__DATA SHOWN__:
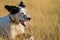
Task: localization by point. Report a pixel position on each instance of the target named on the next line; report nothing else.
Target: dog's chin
(24, 23)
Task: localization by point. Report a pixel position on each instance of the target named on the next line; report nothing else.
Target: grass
(45, 14)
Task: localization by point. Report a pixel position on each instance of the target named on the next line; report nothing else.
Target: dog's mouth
(24, 23)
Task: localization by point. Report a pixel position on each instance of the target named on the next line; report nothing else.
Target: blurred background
(45, 14)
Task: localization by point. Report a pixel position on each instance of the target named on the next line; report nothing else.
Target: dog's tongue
(25, 23)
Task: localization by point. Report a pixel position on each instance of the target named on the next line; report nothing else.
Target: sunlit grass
(45, 14)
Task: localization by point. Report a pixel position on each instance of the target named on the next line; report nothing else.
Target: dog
(15, 22)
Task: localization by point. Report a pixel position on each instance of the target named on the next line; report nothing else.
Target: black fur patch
(12, 9)
(21, 4)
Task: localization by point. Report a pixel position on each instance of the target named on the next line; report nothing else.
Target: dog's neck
(13, 19)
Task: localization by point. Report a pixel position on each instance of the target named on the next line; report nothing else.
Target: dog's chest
(17, 29)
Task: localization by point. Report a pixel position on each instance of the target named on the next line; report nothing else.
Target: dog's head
(18, 14)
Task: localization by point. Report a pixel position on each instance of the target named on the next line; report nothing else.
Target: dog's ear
(12, 9)
(21, 4)
(8, 7)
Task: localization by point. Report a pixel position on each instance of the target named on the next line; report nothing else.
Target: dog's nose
(29, 18)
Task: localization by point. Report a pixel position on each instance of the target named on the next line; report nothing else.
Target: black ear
(8, 7)
(21, 4)
(12, 9)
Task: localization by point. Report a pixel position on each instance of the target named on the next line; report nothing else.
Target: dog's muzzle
(29, 18)
(25, 22)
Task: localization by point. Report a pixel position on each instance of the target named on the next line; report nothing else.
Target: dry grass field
(45, 14)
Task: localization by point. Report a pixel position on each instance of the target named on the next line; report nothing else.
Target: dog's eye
(22, 13)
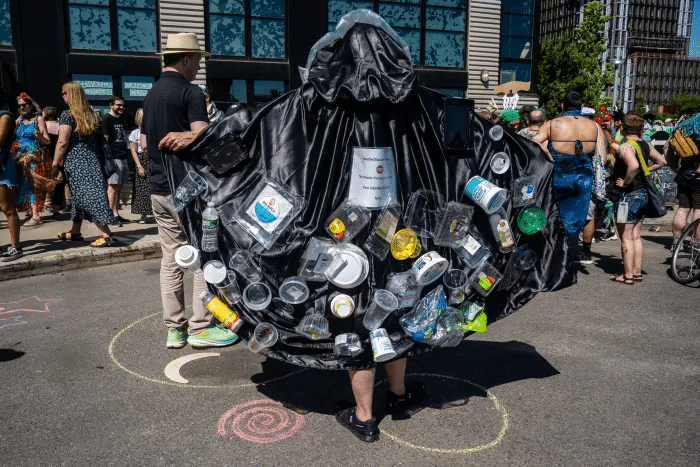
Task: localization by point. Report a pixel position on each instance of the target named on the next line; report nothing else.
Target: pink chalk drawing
(260, 421)
(32, 305)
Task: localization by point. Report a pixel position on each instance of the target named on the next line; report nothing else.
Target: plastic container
(347, 345)
(474, 250)
(405, 244)
(382, 305)
(422, 212)
(429, 267)
(190, 187)
(228, 289)
(382, 348)
(453, 225)
(485, 194)
(342, 306)
(214, 272)
(485, 279)
(405, 288)
(347, 221)
(500, 227)
(293, 290)
(268, 210)
(355, 270)
(500, 163)
(226, 316)
(187, 257)
(455, 281)
(210, 228)
(313, 326)
(379, 241)
(265, 335)
(523, 191)
(316, 260)
(243, 264)
(257, 296)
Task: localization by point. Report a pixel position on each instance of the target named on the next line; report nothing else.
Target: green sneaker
(177, 338)
(213, 336)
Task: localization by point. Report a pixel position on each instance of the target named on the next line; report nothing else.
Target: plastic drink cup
(257, 296)
(226, 316)
(265, 335)
(187, 257)
(455, 281)
(294, 290)
(531, 220)
(192, 185)
(243, 264)
(485, 194)
(228, 288)
(382, 348)
(383, 304)
(214, 272)
(347, 345)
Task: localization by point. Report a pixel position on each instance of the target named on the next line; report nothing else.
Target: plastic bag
(421, 321)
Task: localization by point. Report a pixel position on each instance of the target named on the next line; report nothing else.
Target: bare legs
(362, 382)
(7, 204)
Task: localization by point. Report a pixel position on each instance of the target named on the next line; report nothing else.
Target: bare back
(563, 132)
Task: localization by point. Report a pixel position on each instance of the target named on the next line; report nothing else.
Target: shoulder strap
(640, 156)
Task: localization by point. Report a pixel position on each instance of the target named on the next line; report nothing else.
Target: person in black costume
(359, 90)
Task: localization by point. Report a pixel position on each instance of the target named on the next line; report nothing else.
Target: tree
(573, 63)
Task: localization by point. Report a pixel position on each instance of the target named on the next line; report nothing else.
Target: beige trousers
(172, 290)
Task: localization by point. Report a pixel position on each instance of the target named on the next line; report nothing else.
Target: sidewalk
(44, 253)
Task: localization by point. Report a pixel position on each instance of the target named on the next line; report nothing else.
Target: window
(247, 28)
(127, 25)
(517, 22)
(435, 30)
(5, 26)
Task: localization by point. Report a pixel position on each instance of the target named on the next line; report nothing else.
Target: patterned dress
(87, 183)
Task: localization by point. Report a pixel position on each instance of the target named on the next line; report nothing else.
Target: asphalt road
(596, 374)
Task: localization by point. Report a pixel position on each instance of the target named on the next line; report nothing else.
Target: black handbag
(656, 207)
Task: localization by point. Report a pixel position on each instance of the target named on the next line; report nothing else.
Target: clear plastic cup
(192, 185)
(265, 335)
(347, 345)
(243, 264)
(383, 303)
(228, 288)
(455, 281)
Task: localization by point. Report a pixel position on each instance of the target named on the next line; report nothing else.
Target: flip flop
(622, 279)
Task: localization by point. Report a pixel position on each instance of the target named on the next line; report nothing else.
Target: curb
(52, 263)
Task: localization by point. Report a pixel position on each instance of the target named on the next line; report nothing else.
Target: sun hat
(184, 42)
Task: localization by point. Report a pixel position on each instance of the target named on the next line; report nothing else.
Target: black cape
(361, 91)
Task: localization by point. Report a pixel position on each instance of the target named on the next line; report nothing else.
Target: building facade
(257, 46)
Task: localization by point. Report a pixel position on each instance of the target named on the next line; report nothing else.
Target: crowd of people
(54, 164)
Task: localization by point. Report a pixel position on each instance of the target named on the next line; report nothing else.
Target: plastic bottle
(210, 225)
(226, 316)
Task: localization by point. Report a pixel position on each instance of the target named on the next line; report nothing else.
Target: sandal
(622, 279)
(103, 241)
(70, 236)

__WHAT TO PRODUCE__: Print out every entry above without changing a word, and leave out the pictures.

__ANSWER TO THIS PROBLEM__:
Task: localization by point. Report a pixel position on each instance of the target named on the next line; report nothing else.
Target: dog's chin
(24, 23)
Task: localization by point. Report a pixel position on each instance of the target named on the next line; report nothing else.
Target: grass
(45, 14)
Task: localization by point. Report a pixel position on each instance of the target named on the next line; report nothing else.
Target: dog's mouth
(24, 23)
Task: localization by point. Report a pixel position on each instance of the target named on the next line; report nothing else.
Target: blurred background
(45, 14)
Task: localization by point. Report a pixel position on each instance of the target named on the next line; report nothing else.
Target: dog's tongue
(25, 23)
Task: localization by point. Report a pixel position on each instance of the target named on the next line; report nothing else.
Target: sunlit grass
(45, 14)
Task: localization by point. Report a pixel position on each instance of the target named on the next line; report nothing else.
Target: dog
(15, 22)
Task: localization by point. Report a pixel position on each instance of the target named on the next line; report nothing else.
Target: black fur patch
(12, 9)
(21, 4)
Task: localization by point. Report a pixel position on each instance of the target named on the next line; report nothing else.
Target: dog's neck
(13, 19)
Task: localization by point. Report a pixel position on each instance of the target named on the next line; report nothing else.
Target: dog's chest
(17, 29)
Task: localization by point. Report a pixel position on each instance of the target named on the next line; report nothing else.
Target: dog's head
(18, 14)
Task: localization by point. Report a pixel position on each instance of the target named on the next line; report nothing else.
Target: dog's ear
(12, 9)
(21, 4)
(8, 7)
Task: localization by point. Report a pixel position on each instance of the target named on the next line; report nothing else.
Target: dog's nose
(29, 18)
Task: localization by point. Report a pixel position on each instance of the target named on the next line; report nothing else.
Target: black ear
(8, 7)
(21, 4)
(12, 9)
Task: localization by point. Report a pixel position on each instance of the target named on the next line; report nothing else.
Target: dog's muzzle
(29, 18)
(25, 22)
Task: localization by point. Report a pixel position on each instance of the target named on the next line; report nothing else.
Target: dry grass field
(45, 14)
Task: localization by point. Report a pixel position on each instance of the target named on the next line; report nothing else.
Target: dog's eye
(22, 13)
Task: localization by point. Report a pixel position on each instance of the target named on the next line; report nothing else.
Target: pink chalk drawing
(260, 421)
(32, 305)
Task: localization by point. Report a pixel position on each instance of the target named on the next line; report nothing else.
Target: plastic container
(347, 345)
(474, 250)
(405, 244)
(382, 305)
(422, 212)
(429, 267)
(190, 187)
(228, 289)
(382, 348)
(453, 225)
(485, 194)
(342, 306)
(214, 272)
(485, 279)
(405, 288)
(347, 221)
(500, 227)
(293, 290)
(268, 210)
(355, 270)
(500, 163)
(226, 316)
(187, 257)
(455, 281)
(210, 228)
(313, 326)
(379, 241)
(265, 335)
(523, 191)
(316, 260)
(243, 264)
(257, 296)
Task: localization by point. Report a pixel position on each instance of the target named on the next line; report nothing else.
Target: green sneaker
(177, 338)
(213, 336)
Task: localization by point. Report a pixel position on each instance of the target named on the next line; report nothing else.
Target: plastic drink cup
(257, 296)
(226, 316)
(265, 335)
(187, 257)
(455, 281)
(294, 290)
(531, 220)
(192, 185)
(243, 264)
(485, 194)
(228, 288)
(382, 348)
(383, 304)
(214, 272)
(347, 345)
Task: localization by point. Report a pixel position on each instance of the target named on the next line; report nothing else.
Target: plastic bag
(421, 321)
Task: localization by point. Report a pixel position on each instance of the target named on the next line; report nothing else.
Target: bare legs
(362, 382)
(7, 204)
Task: localization by point. Report a pixel position on each instance of the target named on the next line; report nothing else.
Target: bare back
(563, 132)
Task: localization by point. Report a pixel position on each instance of the target named on the next line; report nothing else.
Target: shoulder strap
(640, 156)
Task: localization by point. Report a pixel position on each instance of the target named on the next line; report nothing else.
Target: person in black costume
(359, 90)
Task: localization by point. Report a pixel position on each instance of the target named on the next line; report nothing else.
Target: tree
(573, 63)
Task: localization by point. Report a pixel position on each instance of the target named on the next line; report nothing else.
Target: beige trousers
(172, 290)
Task: localization by point. Report a pixel position on each instance of the target named on the next line; report nothing else.
Target: sidewalk
(44, 253)
Task: localization by point. Report a pixel position on each instance of the target named on the next line; report nothing else.
Target: window
(247, 28)
(127, 25)
(517, 22)
(435, 30)
(5, 26)
Task: localization by point. Report a pixel position on each instance of the target named on the next line; report nothing else.
Target: patterned dress
(87, 183)
Task: localization by point. Report a pixel position on each instance of the target named on the next line; report nothing else.
Target: asphalt road
(596, 374)
Task: localization by point. Report a pixel position on each instance of the target named on the next line; report nothing else.
Target: black handbag
(656, 207)
Task: localization by point. Report a pixel position on each instance of the target named on the next line; report nothing else.
Target: clear plastic cup
(192, 185)
(265, 335)
(347, 345)
(243, 264)
(383, 303)
(228, 288)
(455, 281)
Task: localization by point. Report a pixel position on each instance of the target named on the next line; report nothing else.
Target: flip flop
(622, 279)
Task: localization by point. Report a pixel position on each instance of the target named on the next line; report nothing else.
Target: curb
(52, 263)
Task: localization by point. Report a pixel position on each instance of the target named on the next line; report nothing else.
Target: sun hat
(184, 42)
Task: localization by point. Report a pixel position on each instance of the target named on the next line; report nothing else.
Target: black cape
(361, 91)
Task: localization by point. Report a pixel position on each instance of the target named on the next line; report nothing else.
Target: building facade
(257, 46)
Task: localization by point. Report a pixel position on each instance of the target named on the next line; report nothing else.
Target: crowd of people
(54, 164)
Task: localization by point. Report a pixel position on each instance of the target named on the next line; report nothing else.
Target: plastic bottle
(210, 225)
(226, 316)
Task: localization by point. Report a pixel position on each instance of the target named on the next line; report nothing else.
Target: sandal
(622, 279)
(103, 241)
(70, 236)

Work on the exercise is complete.